In this study we identified patient-, process- and system-level factors associated with the provision of discharge care plan after stroke. In particular, our main finding that the day of discharge (weekend), discharge destination (residential aged care facility), and size of hospital (large, metropolitan) reduced the likelihood of receiving recommended discharge care plans was of concern. We also found that less than half of patients received a discharge care plan following stroke, indicating variations in the standard of management of stroke. Given the association of such variations with adverse long-term outcomes, such as death, poor quality of life, and more unmet needs [3, 29, 30], addressing the identified factors warrants urgent attention.

Reasons for preferential provision of care plans to patients with ischaemic stroke are currently unclear, and may be due to physician concern about bleeding resulting from these patients being discharged on single or dual antiplatelet therapy [31, 32]. Those who were prescribed antihypertensive medications at discharge in our cohort also had greater odds of receiving a discharge care plan. This indicates that hospitals which engage in routine discharge care planning for their patients are also more likely to adhere to other evidence-based practices for stroke, such as the provision of preventive medicines at discharge.

Patients aged $\geq$ 85 years are less likely to receive a care plan after acute stroke. Although all patients with stroke should receive guideline-recommended care irrespective of their age, there is evidence from an earlier study to suggest that being older is associated with sub-optimal provision of evidence-based care after stroke [33]. Cognitive decline in very elderly patients may underpin the clinician reasoning for not providing appropriate prevention management in older patients with stroke [34]. It is also possible that older patients are more likely to be receiving ongoing care from their regular healthcare practitioners, and may not require a discharge care plan. Nonetheless, discharge care planning should be tailored to the individual needs and goals of each patient and is considered to have significant benefit, and minimal harm for all patients, irrespective of age [5].

Patients who are discharged on a weekend less often receive a care plan at the time of hospital discharge than those discharged during the week, as do those discharged to an aged care facility [19]. Discharge processes for patients with stroke may be particularly sensitive to resourcing deficits on weekends, as care planning requires interactions between a diverse range of healthcare professionals from the multidisciplinary team. For those transitioning to residential aged care, there are particular challenges for patients and their families [35]. Barriers include, difficulties in coordinating a suitable time to meet with the patient, their family, and care staff, as previously reported [18]. Consequently, a reduced availability of the patient’s family while organising the transition to aged care may be a possible explanation as to why discharge care planning was not received. However, as we did not collect data on pre-stroke living arrangements, we could not explore whether there were any differences in the receipt of care plans between patients being discharged to an aged care facility for the first time and those returning to residential care after their stroke. We are unable to explain why large hospitals are less likely to provide a care plan at discharge. Further research is required to understand differences in the provision of discharge care planning based on hospital size.

§ Work required:
Answer from the passage on discharge care plans after stroke:
(a) What share of patients received a discharge care plan following stroke?
(b) Patients in which age group are less likely to receive a care plan after acute stroke?
(c) Which data did the study not collect, preventing a comparison between patients entering aged care for the first time and those returning to residential care?
Answering the tasks requires none of the items that follow.

§ Items excerpted from a collection:

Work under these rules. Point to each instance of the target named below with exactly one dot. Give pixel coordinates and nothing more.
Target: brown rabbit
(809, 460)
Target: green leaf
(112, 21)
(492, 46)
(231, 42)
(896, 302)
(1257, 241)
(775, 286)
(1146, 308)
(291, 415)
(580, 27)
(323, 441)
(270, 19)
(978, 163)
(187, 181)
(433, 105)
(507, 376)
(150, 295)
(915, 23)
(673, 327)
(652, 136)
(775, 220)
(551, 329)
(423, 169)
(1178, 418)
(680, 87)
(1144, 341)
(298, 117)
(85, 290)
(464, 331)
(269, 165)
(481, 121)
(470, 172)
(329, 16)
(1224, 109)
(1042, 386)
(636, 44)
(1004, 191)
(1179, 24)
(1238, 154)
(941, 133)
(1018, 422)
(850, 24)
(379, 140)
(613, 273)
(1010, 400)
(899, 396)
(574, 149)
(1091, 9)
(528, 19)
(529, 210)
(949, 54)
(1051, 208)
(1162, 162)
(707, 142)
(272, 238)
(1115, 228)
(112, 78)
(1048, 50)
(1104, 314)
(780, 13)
...
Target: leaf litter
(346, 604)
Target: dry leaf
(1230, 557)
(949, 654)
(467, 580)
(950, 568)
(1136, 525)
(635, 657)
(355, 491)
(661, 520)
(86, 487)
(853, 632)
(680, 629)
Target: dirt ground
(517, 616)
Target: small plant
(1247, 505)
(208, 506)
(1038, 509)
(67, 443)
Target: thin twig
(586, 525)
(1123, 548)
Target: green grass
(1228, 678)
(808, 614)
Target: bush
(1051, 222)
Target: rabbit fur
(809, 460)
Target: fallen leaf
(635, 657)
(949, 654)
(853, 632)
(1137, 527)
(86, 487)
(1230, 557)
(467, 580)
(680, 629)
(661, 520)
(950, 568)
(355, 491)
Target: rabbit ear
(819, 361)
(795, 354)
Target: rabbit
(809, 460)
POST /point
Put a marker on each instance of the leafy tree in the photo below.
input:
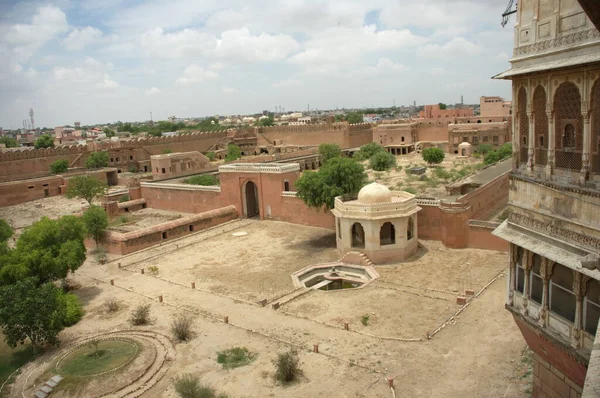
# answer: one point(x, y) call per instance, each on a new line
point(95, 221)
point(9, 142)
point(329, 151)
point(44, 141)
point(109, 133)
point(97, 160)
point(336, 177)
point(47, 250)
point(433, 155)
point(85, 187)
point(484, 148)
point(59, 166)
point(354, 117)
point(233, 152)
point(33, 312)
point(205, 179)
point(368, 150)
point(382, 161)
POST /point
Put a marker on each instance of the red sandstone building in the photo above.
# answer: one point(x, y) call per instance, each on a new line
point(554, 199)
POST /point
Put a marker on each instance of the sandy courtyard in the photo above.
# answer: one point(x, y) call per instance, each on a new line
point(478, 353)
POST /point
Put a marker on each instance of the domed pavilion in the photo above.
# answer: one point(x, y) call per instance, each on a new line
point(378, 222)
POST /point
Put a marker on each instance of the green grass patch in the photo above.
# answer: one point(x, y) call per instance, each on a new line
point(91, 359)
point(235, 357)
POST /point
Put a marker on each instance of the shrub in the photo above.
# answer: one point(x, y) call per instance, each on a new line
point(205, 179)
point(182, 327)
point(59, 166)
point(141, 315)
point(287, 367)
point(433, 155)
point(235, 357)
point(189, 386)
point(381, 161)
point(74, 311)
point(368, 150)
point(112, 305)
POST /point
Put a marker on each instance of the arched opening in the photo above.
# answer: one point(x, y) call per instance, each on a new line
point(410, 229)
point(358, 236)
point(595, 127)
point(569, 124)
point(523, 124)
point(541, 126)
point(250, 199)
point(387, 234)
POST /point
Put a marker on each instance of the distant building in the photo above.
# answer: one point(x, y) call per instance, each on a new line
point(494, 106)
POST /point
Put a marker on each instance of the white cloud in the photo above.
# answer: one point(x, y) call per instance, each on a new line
* * *
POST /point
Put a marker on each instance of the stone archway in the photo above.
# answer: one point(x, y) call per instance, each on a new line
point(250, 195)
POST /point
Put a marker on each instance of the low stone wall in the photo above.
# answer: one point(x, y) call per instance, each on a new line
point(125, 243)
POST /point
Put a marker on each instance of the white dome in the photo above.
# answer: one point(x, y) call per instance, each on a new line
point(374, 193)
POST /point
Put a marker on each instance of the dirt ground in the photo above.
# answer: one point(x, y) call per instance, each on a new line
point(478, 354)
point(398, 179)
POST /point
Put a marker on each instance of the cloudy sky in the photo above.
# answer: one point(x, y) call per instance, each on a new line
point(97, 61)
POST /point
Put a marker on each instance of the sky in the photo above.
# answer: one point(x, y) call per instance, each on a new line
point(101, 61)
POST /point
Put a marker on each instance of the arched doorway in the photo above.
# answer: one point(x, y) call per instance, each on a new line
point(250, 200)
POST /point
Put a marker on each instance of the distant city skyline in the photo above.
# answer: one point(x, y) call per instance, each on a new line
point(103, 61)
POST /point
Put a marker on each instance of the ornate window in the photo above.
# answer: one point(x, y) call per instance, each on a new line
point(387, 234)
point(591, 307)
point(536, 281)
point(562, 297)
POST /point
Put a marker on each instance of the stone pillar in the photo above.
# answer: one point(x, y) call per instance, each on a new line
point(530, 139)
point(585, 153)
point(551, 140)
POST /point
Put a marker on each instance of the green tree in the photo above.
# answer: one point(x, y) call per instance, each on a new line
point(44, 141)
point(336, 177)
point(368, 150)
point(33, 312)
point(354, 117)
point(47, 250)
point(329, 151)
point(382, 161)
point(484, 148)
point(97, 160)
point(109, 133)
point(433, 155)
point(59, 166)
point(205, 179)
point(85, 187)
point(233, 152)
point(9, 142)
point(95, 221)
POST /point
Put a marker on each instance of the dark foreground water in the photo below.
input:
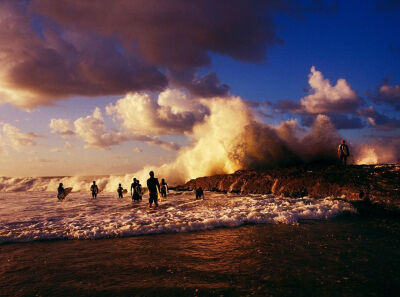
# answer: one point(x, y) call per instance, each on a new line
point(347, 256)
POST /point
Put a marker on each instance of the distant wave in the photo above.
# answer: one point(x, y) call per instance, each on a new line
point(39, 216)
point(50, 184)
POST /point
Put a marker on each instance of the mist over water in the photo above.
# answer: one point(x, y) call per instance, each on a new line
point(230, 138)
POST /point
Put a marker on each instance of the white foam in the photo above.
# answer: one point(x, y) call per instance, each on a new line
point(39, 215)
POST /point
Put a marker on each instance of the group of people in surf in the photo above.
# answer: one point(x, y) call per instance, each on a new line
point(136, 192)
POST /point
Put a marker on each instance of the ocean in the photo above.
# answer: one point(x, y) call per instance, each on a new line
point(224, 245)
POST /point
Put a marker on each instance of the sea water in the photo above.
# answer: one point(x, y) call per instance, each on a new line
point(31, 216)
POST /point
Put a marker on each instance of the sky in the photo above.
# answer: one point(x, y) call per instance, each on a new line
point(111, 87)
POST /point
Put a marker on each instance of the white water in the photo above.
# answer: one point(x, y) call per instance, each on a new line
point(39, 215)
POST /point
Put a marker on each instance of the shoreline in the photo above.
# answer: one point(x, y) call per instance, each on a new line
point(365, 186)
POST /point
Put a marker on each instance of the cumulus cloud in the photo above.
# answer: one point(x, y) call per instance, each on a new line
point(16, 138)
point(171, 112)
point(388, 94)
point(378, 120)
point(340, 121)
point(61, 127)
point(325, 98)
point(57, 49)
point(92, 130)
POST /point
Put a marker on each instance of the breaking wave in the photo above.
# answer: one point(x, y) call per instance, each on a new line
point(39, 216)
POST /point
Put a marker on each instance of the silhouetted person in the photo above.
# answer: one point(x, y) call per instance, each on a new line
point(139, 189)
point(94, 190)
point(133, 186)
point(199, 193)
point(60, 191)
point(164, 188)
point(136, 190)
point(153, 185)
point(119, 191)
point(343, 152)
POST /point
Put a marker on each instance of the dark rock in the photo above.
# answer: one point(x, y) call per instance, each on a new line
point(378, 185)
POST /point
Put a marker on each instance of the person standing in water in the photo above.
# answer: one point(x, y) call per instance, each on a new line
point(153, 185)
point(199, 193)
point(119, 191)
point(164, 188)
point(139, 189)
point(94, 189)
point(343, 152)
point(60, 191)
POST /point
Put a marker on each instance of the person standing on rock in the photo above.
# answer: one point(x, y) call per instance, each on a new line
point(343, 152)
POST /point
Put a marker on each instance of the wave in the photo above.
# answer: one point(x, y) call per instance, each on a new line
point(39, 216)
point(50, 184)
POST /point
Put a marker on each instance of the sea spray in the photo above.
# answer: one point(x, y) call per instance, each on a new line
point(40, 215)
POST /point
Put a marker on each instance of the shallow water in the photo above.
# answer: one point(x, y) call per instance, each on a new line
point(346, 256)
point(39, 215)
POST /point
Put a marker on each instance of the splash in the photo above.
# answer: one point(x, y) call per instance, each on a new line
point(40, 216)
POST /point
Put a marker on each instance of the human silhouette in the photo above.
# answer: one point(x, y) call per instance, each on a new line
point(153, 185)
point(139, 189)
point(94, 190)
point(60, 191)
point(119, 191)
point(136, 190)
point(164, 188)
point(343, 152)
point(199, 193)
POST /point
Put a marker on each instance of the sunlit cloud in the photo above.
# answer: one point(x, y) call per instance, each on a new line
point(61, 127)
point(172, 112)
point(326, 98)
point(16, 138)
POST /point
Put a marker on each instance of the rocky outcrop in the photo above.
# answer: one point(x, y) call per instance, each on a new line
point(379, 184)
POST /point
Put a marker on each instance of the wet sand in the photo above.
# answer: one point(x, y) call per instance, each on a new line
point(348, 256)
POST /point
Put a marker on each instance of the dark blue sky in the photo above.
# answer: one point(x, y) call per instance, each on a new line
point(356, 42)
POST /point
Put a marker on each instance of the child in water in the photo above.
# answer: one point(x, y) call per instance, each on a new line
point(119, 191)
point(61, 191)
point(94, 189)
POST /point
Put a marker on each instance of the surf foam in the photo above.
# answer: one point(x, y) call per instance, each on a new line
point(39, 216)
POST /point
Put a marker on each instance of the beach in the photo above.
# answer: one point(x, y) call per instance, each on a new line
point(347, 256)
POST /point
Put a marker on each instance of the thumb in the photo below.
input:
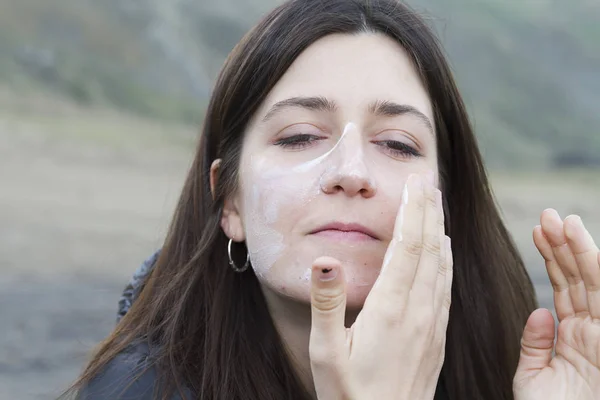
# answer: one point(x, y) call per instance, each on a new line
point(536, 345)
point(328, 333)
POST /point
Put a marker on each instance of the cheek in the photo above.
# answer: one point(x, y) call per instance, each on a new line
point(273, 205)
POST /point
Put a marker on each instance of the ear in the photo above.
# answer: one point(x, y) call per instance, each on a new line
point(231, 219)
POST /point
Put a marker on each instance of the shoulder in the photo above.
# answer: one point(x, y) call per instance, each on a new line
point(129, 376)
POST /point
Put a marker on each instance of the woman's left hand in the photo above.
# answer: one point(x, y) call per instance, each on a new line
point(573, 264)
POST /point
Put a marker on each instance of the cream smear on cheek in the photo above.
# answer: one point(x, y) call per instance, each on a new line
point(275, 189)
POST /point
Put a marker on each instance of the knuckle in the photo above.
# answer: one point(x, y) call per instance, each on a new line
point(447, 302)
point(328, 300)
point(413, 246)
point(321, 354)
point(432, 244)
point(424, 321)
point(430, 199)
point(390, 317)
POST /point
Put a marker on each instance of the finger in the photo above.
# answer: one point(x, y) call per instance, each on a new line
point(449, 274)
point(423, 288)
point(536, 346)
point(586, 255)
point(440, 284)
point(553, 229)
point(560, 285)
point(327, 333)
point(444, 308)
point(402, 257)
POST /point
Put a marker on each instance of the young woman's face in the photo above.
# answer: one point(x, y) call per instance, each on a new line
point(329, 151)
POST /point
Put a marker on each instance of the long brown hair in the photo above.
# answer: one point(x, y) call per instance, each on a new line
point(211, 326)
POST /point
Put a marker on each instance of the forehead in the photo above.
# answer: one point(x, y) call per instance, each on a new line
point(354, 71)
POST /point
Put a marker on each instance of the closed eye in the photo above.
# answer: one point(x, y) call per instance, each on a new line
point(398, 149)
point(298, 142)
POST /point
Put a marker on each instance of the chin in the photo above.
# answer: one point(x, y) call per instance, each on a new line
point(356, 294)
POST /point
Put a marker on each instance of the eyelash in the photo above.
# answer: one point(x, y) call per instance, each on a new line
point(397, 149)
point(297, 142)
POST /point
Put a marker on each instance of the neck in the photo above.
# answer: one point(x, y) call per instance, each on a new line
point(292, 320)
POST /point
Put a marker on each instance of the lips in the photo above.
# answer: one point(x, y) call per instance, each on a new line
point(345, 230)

§ Answer area:
(a) Less than half of patients.
(b) Patients aged 85 years or older.
(c) Data on pre-stroke living arrangements.